**Description of the task**
Exactly as written, reproduce all of the entries.

**Entries provided**
<<<<

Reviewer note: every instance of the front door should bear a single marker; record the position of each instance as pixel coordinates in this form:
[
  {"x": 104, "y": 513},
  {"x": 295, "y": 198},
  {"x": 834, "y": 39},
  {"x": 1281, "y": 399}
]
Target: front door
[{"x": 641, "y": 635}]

>>>>

**Solution below**
Reviewer note: every instance of the front door should bear a single marker; record the position of each instance as pixel coordinates in this form:
[
  {"x": 104, "y": 513},
  {"x": 295, "y": 198},
  {"x": 834, "y": 39},
  {"x": 1281, "y": 399}
]
Target: front door
[{"x": 641, "y": 635}]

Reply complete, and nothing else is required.